◆ Material to process:
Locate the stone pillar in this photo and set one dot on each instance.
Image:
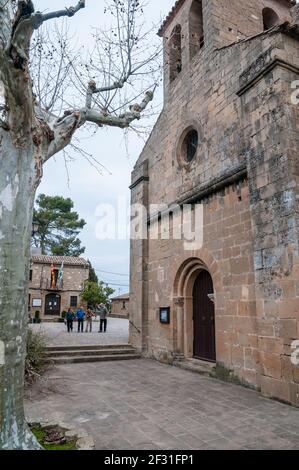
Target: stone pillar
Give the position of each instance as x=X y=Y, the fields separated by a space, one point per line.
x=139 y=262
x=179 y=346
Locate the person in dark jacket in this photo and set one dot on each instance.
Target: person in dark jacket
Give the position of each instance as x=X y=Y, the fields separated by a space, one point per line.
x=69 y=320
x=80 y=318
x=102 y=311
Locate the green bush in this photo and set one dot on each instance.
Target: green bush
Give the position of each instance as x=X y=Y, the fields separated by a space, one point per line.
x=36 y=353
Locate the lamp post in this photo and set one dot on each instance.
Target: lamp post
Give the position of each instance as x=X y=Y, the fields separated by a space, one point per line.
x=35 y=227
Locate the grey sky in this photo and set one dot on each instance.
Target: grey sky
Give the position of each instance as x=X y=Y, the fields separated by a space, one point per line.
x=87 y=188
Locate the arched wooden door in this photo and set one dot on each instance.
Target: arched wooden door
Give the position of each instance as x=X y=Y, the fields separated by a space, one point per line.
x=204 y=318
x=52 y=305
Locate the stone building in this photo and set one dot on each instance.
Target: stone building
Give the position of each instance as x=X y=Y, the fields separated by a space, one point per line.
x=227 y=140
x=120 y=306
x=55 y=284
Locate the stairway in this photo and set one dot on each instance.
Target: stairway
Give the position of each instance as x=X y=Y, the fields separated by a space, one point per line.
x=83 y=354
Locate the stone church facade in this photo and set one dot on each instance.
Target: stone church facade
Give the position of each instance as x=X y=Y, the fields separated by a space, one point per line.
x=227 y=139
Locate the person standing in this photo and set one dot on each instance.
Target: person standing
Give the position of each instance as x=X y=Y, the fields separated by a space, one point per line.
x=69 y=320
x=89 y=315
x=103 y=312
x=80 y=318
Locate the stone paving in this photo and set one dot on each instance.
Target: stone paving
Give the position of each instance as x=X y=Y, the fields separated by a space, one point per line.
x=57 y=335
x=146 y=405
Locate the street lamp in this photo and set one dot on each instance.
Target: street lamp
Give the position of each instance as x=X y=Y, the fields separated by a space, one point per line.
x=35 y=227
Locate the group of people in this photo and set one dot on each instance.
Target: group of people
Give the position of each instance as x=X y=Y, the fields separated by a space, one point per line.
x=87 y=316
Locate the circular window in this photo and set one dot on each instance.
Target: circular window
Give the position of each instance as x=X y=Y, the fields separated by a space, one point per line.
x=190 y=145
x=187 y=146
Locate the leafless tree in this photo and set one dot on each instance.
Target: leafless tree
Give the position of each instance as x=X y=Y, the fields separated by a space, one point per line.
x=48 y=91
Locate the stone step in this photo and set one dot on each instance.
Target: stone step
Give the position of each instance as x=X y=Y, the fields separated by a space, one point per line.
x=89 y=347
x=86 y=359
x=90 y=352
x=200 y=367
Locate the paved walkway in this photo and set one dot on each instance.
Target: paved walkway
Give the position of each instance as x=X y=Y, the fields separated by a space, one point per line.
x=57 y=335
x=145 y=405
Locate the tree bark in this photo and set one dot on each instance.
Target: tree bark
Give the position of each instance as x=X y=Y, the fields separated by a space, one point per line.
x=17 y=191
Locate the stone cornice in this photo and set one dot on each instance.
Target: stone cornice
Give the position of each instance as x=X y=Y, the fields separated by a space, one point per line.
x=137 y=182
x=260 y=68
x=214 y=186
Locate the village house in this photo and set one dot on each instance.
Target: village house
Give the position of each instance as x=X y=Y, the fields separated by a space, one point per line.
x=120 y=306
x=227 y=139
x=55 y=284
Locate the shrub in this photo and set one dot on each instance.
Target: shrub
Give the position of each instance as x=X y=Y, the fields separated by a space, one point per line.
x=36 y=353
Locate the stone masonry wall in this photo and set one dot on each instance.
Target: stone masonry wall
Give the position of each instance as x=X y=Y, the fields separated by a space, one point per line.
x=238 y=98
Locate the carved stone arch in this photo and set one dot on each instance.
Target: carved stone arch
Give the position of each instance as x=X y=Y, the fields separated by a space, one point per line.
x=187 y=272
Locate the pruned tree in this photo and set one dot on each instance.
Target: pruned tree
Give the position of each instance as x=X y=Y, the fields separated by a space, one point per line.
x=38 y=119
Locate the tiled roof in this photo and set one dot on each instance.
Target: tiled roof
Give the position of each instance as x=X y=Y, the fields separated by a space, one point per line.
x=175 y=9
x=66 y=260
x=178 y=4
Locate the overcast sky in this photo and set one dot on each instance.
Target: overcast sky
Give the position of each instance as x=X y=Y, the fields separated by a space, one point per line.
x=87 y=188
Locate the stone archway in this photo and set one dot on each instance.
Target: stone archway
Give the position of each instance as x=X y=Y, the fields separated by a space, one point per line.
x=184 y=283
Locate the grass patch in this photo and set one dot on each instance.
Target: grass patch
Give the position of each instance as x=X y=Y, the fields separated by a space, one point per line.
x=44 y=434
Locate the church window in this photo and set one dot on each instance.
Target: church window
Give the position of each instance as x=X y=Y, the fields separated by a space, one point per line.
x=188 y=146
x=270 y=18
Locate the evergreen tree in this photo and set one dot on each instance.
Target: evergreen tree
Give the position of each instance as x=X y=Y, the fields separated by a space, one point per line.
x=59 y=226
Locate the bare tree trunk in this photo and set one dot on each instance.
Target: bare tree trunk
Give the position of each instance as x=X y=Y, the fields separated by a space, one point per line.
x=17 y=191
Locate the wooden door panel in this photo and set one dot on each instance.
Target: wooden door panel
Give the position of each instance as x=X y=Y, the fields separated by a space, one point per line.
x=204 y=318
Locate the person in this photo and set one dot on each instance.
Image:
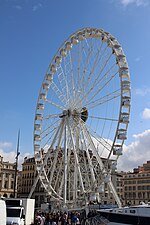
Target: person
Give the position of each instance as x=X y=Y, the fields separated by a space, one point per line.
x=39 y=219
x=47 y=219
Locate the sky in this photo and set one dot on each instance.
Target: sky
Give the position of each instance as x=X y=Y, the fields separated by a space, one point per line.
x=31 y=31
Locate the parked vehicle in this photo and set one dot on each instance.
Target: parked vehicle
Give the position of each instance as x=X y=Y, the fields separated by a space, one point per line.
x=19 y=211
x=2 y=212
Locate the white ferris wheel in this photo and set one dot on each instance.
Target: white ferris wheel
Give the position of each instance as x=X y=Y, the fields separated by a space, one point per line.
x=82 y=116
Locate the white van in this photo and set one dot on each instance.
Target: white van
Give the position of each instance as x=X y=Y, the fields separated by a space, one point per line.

* * *

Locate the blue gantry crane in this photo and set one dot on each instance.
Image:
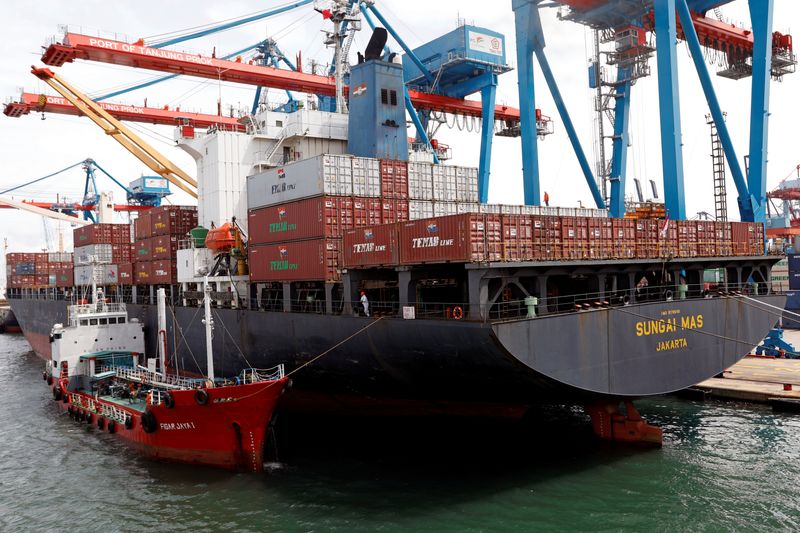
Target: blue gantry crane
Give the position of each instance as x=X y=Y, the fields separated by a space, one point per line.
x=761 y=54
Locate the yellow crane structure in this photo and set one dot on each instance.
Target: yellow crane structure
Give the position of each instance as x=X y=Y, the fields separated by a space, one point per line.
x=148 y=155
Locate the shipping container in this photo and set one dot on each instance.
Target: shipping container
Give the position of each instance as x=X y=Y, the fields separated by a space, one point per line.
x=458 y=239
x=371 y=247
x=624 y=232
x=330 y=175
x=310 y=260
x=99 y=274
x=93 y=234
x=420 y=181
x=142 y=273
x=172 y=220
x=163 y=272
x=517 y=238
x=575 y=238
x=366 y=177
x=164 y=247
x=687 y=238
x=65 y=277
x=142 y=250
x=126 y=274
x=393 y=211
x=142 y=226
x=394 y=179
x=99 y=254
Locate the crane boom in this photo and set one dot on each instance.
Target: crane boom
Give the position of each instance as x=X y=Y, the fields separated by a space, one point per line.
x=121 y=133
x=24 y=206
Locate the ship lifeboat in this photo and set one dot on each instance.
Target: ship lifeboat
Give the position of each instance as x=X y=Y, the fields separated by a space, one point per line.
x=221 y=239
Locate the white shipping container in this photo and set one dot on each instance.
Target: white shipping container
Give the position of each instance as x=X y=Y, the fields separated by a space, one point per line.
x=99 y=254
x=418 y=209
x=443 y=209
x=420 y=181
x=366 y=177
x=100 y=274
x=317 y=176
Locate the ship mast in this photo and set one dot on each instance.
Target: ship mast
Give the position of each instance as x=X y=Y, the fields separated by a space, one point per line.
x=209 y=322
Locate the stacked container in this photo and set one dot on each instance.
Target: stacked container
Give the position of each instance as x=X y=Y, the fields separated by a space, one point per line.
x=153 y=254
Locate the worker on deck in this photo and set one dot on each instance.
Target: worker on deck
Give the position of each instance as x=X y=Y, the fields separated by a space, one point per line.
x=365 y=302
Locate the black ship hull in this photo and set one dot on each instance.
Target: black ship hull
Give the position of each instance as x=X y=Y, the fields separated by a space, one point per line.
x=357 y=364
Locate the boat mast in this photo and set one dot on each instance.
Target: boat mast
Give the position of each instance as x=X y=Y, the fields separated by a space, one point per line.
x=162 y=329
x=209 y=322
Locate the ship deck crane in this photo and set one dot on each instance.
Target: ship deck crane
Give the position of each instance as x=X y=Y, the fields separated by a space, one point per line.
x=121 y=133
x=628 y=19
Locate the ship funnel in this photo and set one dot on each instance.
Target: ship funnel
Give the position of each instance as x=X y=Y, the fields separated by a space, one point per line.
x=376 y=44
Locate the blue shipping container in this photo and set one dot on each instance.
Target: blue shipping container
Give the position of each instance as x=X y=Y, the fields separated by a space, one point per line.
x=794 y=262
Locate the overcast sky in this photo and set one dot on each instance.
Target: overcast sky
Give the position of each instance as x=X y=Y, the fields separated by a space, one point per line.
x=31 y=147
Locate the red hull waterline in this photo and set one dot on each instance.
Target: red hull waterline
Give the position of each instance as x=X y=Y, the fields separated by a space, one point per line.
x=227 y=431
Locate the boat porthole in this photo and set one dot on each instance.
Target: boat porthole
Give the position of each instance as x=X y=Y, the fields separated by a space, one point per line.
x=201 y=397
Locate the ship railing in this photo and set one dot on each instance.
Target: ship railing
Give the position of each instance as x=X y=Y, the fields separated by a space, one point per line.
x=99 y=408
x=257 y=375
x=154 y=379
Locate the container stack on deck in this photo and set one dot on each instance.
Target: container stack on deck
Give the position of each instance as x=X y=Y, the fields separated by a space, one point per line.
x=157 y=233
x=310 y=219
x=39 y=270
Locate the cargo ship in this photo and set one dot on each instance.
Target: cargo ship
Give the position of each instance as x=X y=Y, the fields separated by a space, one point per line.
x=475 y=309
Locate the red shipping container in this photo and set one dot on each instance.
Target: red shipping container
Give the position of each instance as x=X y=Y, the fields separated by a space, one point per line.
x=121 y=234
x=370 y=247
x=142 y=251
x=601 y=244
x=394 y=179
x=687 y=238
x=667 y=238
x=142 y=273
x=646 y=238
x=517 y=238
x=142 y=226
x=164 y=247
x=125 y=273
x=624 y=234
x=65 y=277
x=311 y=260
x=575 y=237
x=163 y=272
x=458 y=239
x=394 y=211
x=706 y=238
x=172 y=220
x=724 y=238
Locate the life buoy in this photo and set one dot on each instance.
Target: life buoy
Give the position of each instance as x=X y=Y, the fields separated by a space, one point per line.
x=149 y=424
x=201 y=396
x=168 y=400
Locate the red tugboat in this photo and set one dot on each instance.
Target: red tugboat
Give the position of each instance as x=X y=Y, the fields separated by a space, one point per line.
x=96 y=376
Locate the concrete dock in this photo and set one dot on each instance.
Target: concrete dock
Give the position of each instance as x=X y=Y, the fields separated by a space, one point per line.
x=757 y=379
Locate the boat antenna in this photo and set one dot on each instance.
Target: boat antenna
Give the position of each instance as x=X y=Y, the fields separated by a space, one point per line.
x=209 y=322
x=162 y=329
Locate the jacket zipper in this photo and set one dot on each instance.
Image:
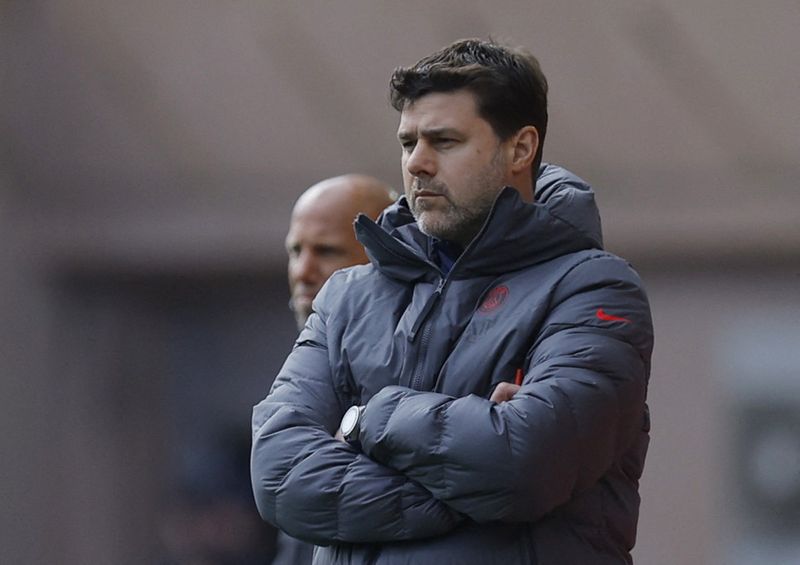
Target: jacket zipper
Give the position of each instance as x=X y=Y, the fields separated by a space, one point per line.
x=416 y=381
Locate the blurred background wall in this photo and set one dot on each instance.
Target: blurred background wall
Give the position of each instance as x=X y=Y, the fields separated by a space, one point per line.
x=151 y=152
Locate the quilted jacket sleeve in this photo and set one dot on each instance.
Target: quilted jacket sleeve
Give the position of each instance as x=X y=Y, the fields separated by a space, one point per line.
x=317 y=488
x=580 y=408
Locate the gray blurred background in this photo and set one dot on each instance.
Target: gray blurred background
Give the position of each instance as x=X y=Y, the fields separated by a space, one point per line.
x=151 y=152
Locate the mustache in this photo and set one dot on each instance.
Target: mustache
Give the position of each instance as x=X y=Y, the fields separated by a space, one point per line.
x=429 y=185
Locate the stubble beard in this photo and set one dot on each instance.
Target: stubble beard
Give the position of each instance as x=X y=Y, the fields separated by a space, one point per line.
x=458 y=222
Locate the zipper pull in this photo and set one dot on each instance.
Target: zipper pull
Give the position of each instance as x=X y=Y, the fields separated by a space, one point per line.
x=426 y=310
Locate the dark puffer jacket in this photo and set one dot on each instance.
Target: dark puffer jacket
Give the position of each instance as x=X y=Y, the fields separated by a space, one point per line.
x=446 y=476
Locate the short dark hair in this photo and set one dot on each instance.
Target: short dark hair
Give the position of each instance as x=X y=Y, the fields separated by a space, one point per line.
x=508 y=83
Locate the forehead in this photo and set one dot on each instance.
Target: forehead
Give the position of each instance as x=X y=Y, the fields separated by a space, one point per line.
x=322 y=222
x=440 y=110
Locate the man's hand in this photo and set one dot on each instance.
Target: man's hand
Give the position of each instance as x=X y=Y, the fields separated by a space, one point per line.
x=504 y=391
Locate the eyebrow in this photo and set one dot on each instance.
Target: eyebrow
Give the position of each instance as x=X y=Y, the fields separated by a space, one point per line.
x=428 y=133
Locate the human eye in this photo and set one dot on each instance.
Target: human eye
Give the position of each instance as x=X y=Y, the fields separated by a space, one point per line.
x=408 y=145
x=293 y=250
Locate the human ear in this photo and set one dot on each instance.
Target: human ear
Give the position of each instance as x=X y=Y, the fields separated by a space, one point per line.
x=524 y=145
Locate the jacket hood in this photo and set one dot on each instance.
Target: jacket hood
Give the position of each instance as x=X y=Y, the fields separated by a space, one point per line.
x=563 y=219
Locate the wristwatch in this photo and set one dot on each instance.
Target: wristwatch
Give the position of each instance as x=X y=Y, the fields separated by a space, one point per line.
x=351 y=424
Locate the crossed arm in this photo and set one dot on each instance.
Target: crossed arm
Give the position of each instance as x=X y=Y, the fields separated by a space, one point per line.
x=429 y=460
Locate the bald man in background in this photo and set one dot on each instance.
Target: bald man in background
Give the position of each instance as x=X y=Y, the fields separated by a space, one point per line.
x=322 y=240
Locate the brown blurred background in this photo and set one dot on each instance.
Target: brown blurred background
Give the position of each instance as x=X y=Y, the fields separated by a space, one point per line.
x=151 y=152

◆ What is needed: The material above holds pictures; leave them out. Repeat exactly the lines from the one containing "Locate the stone pillar" through the one containing "Target: grey sky", and nothing else.

◆ Finished exercise:
Locate the stone pillar in this photo and set one dot on each instance.
Image:
Target: stone pillar
Give the position of each instance as x=X y=Y, the fields separated by a space, one point per line.
x=139 y=262
x=179 y=346
Locate the person in dark jacket in this photo and set one dot on each instance.
Target: person in dark jacket
Give the position of each instance as x=X y=Y, the fields separated by a space, one point per line.
x=69 y=320
x=80 y=318
x=102 y=311
Locate the green bush in this photo and set one dot on each instance.
Target: green bush
Give the position of each instance as x=X y=Y, the fields separated by a space, one point per line.
x=36 y=353
Locate the lamp post in this photo and set one dot on each instance.
Target: lamp post
Give the position of each instance as x=X y=Y, the fields separated by a space, one point per line.
x=35 y=227
Locate the grey sky in this photo and set one dot on each instance.
Target: grey sky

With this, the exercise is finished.